## EXERCISE AIM
Return copies of the lines below that mention "feather".

## EXERCISE MATERIAL
------------------------------------------------

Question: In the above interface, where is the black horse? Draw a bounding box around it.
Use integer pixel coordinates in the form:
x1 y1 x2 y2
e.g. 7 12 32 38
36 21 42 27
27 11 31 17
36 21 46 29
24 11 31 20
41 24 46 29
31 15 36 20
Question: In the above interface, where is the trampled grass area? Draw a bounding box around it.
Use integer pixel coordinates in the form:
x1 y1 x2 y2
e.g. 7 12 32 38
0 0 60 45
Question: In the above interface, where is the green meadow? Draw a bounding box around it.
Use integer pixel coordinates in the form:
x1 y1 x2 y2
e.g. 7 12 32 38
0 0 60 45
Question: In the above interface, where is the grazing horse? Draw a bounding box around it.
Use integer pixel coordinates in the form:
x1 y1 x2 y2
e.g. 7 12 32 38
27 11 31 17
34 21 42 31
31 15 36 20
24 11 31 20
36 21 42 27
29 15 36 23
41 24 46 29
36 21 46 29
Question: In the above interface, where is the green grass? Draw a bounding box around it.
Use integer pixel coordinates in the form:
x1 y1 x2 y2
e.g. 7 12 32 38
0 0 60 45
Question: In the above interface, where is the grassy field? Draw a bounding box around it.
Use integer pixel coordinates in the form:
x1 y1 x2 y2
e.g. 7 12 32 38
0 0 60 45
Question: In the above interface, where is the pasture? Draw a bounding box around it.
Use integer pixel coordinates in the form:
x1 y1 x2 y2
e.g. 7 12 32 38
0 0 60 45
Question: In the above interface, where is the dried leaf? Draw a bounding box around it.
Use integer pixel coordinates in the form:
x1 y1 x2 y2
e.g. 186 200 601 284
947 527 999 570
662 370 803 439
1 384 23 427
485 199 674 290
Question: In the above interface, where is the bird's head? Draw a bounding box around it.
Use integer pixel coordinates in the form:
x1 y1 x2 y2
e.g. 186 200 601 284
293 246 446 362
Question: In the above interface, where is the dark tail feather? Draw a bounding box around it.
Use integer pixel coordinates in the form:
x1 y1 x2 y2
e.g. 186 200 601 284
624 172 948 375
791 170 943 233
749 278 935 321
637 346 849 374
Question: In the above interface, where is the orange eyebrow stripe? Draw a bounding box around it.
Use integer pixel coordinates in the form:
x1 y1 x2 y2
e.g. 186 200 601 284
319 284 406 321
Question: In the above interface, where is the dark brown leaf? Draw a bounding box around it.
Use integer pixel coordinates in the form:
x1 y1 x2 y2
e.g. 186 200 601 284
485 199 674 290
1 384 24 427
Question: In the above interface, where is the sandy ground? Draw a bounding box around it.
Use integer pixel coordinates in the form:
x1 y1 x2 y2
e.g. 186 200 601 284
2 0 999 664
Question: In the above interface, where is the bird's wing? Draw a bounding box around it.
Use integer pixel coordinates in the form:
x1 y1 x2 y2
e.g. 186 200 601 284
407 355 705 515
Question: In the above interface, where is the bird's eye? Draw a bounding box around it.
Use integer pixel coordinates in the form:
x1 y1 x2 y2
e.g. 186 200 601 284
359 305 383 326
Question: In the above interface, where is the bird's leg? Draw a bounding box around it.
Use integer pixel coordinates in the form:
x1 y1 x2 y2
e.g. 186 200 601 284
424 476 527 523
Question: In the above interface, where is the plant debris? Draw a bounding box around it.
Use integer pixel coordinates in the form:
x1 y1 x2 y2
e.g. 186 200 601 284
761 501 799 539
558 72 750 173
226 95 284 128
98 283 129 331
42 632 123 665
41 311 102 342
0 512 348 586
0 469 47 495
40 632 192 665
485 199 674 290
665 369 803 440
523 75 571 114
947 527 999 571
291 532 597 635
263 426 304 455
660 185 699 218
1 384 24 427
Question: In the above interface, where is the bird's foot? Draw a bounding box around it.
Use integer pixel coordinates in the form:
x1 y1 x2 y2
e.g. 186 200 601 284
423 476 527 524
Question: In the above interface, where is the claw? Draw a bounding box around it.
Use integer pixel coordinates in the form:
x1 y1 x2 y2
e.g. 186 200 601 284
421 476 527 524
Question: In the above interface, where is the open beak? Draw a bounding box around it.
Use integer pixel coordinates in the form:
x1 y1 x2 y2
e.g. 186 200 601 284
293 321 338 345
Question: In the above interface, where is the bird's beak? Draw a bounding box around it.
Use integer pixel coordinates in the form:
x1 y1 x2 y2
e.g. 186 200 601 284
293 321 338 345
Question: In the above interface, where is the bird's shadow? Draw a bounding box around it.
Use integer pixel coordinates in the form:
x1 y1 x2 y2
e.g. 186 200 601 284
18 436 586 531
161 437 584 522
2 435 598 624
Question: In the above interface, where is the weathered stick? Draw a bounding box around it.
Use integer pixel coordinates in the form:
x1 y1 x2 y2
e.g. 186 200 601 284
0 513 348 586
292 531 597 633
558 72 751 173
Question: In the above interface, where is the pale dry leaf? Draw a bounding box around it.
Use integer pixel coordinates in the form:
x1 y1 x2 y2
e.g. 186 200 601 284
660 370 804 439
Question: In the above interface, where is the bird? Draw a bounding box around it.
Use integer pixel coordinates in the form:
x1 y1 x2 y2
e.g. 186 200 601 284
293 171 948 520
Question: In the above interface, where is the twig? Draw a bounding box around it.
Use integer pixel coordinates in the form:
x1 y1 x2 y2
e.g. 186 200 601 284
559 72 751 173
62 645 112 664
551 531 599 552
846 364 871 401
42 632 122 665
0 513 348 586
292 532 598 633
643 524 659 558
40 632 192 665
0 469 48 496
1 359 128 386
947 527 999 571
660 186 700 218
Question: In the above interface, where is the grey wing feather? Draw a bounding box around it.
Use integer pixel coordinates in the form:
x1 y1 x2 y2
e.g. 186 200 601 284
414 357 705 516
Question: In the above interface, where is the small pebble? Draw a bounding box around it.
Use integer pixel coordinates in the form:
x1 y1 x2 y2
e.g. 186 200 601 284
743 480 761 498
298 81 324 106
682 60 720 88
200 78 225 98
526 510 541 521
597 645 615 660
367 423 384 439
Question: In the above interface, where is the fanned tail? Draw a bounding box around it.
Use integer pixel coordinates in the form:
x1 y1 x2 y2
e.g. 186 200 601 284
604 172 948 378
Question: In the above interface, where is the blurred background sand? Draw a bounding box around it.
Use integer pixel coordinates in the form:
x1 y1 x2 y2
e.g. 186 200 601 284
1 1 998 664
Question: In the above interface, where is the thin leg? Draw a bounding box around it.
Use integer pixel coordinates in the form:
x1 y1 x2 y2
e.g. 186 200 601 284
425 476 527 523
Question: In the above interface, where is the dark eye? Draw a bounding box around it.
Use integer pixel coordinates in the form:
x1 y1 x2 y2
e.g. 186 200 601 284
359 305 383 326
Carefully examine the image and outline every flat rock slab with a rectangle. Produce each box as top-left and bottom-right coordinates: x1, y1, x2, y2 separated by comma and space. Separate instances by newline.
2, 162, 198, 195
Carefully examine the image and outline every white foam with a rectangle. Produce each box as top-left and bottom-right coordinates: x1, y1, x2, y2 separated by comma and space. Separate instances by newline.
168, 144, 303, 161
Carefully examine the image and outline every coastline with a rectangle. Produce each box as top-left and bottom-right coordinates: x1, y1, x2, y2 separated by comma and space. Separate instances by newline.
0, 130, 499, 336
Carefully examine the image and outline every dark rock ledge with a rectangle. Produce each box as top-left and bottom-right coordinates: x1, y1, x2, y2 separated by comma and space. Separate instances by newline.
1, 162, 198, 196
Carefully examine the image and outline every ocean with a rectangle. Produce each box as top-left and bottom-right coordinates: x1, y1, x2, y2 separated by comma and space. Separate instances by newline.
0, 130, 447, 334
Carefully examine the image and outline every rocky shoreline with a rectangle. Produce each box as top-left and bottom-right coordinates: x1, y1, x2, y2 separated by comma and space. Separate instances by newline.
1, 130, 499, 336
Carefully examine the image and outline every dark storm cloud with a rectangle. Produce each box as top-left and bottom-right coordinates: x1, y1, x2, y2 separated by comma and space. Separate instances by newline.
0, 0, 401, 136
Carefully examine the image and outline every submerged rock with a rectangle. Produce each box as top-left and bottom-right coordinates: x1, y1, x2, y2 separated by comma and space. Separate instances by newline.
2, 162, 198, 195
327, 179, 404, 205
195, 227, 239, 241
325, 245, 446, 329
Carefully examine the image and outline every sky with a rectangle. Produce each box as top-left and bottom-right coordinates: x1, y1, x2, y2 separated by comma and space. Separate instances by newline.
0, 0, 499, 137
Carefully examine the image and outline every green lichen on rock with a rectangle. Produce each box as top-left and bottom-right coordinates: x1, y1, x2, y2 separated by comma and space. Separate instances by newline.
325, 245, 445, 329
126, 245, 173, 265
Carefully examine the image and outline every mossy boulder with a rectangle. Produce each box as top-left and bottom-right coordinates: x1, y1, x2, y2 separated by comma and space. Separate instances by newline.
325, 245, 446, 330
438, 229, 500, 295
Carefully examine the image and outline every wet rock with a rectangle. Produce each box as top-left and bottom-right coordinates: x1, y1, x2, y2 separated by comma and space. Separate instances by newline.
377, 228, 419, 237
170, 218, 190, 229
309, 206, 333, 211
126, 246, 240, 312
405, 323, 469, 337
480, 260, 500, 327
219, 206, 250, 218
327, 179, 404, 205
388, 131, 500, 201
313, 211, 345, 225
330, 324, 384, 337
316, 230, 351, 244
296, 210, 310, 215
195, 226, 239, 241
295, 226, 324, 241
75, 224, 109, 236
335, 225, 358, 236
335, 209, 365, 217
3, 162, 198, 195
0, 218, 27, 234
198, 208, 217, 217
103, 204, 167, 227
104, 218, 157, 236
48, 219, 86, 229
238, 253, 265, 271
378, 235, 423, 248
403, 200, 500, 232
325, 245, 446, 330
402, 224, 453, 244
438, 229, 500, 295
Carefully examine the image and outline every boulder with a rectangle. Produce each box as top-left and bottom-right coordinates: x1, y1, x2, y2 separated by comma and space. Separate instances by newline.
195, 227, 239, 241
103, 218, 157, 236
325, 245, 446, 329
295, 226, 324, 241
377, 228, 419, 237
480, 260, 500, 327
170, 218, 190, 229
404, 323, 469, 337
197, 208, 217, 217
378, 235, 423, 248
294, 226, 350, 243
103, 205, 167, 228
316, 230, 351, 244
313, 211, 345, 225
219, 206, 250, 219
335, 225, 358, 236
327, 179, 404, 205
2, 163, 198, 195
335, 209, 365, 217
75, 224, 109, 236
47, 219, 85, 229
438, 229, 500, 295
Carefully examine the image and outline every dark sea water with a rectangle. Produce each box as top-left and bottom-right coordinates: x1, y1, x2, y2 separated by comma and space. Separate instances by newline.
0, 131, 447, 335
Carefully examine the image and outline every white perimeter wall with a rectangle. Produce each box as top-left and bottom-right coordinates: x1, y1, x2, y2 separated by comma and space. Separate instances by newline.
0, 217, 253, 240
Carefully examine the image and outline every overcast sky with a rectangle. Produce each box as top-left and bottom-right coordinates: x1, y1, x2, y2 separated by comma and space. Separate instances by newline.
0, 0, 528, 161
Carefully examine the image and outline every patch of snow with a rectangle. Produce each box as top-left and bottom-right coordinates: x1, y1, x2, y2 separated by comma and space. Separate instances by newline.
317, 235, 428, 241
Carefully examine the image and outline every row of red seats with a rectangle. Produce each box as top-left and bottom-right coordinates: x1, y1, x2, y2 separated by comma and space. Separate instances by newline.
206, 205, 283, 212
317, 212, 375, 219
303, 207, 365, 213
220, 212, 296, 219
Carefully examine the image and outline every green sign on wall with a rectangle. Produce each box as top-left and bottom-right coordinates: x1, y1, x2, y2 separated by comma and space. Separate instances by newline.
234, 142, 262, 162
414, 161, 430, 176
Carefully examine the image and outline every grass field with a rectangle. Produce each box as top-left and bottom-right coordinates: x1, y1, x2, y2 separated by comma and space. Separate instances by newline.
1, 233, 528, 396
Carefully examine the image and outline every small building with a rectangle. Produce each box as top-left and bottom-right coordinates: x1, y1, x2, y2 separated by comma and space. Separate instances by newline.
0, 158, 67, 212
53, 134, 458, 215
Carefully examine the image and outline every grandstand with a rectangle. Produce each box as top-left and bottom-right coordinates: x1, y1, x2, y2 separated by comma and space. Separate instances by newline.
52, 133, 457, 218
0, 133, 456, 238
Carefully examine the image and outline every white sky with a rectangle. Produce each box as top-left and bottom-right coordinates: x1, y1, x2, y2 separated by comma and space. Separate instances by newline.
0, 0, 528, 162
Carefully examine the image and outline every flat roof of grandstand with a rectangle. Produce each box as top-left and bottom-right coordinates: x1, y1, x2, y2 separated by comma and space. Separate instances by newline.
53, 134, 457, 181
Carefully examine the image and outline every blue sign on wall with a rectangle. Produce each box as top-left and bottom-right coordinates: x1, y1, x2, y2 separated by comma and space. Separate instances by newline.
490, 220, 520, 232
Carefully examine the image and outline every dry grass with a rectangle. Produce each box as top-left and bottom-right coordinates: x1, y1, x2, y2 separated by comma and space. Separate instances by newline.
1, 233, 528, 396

------------------------------------------------

## ANSWER BELOW
Question: In the above interface, where is the dark tail feather? Draw a bounding box around it.
Question: In the above interface, where is the grey wing feather? Draw a bounding box around it.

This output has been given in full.